◆ **DIRECTION**
Nothing should be left out: output all of the entries exactly.

◆ **AVAILABLE RECORDS**
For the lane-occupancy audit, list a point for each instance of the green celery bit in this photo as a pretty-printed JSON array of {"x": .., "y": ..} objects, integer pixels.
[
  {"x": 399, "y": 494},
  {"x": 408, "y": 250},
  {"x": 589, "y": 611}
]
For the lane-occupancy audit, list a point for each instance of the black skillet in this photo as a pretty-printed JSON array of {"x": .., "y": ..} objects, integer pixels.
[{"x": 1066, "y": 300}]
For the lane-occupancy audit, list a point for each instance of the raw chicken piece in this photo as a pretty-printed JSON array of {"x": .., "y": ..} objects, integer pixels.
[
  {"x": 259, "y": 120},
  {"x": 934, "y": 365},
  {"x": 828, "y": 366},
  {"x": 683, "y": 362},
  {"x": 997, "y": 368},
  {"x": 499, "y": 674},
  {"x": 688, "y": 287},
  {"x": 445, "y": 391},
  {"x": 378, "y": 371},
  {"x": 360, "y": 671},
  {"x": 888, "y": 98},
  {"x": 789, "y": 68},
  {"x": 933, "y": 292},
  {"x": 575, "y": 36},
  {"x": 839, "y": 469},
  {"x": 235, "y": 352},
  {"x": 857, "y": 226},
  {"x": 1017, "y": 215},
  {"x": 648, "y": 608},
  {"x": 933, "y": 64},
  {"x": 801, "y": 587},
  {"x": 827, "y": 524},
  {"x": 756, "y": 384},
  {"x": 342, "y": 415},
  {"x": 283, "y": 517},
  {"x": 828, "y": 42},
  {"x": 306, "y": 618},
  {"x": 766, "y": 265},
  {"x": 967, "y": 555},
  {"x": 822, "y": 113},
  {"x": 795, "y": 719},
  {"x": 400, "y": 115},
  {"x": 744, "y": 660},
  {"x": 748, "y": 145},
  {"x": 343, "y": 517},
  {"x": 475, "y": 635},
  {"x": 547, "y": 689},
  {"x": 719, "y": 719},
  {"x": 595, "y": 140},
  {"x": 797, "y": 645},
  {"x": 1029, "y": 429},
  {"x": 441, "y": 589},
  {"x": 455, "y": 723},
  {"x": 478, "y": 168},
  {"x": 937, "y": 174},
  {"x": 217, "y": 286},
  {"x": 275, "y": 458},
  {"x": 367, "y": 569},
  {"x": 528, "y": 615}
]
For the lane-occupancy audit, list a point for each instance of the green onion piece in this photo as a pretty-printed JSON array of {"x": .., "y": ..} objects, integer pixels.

◆ **REPLY**
For the lane-occupancy audit, list a point for each instance of the green celery bit in this photo as a pretty-printed JSON array of {"x": .., "y": ..} objects, integer pixels.
[
  {"x": 399, "y": 494},
  {"x": 408, "y": 250},
  {"x": 589, "y": 611}
]
For the lane-occupancy audit, list a point for each instance of the black skillet in this photo as a pretty-printed JSON array of {"x": .., "y": ..} objects, integer pixels.
[{"x": 1066, "y": 300}]
For the lane-occupancy audit, list a point for each instance of the raw chicken piece in this photo as a pretty-printed JSON array of {"x": .., "y": ..} objects, integer pixels.
[
  {"x": 259, "y": 120},
  {"x": 934, "y": 365},
  {"x": 828, "y": 366},
  {"x": 683, "y": 362},
  {"x": 997, "y": 368},
  {"x": 499, "y": 674},
  {"x": 688, "y": 287},
  {"x": 445, "y": 391},
  {"x": 378, "y": 371},
  {"x": 360, "y": 671},
  {"x": 888, "y": 98},
  {"x": 789, "y": 68},
  {"x": 933, "y": 292},
  {"x": 575, "y": 36},
  {"x": 839, "y": 469},
  {"x": 235, "y": 352},
  {"x": 857, "y": 226},
  {"x": 1017, "y": 215},
  {"x": 648, "y": 608},
  {"x": 933, "y": 64},
  {"x": 801, "y": 587},
  {"x": 827, "y": 524},
  {"x": 756, "y": 384},
  {"x": 342, "y": 415},
  {"x": 283, "y": 517},
  {"x": 828, "y": 42},
  {"x": 306, "y": 618},
  {"x": 766, "y": 265},
  {"x": 967, "y": 555},
  {"x": 822, "y": 113},
  {"x": 795, "y": 719},
  {"x": 400, "y": 115},
  {"x": 744, "y": 660},
  {"x": 748, "y": 145},
  {"x": 343, "y": 517},
  {"x": 475, "y": 635},
  {"x": 547, "y": 689},
  {"x": 719, "y": 719},
  {"x": 595, "y": 140},
  {"x": 797, "y": 645},
  {"x": 1029, "y": 429},
  {"x": 441, "y": 589},
  {"x": 455, "y": 723},
  {"x": 478, "y": 168},
  {"x": 937, "y": 174},
  {"x": 217, "y": 286},
  {"x": 275, "y": 458},
  {"x": 367, "y": 569},
  {"x": 528, "y": 615}
]
For the lane-occupancy audit, list a point for each instance of the green onion piece in this photo as a pretty-printed JSON array of {"x": .., "y": ..} objects, integer pixels.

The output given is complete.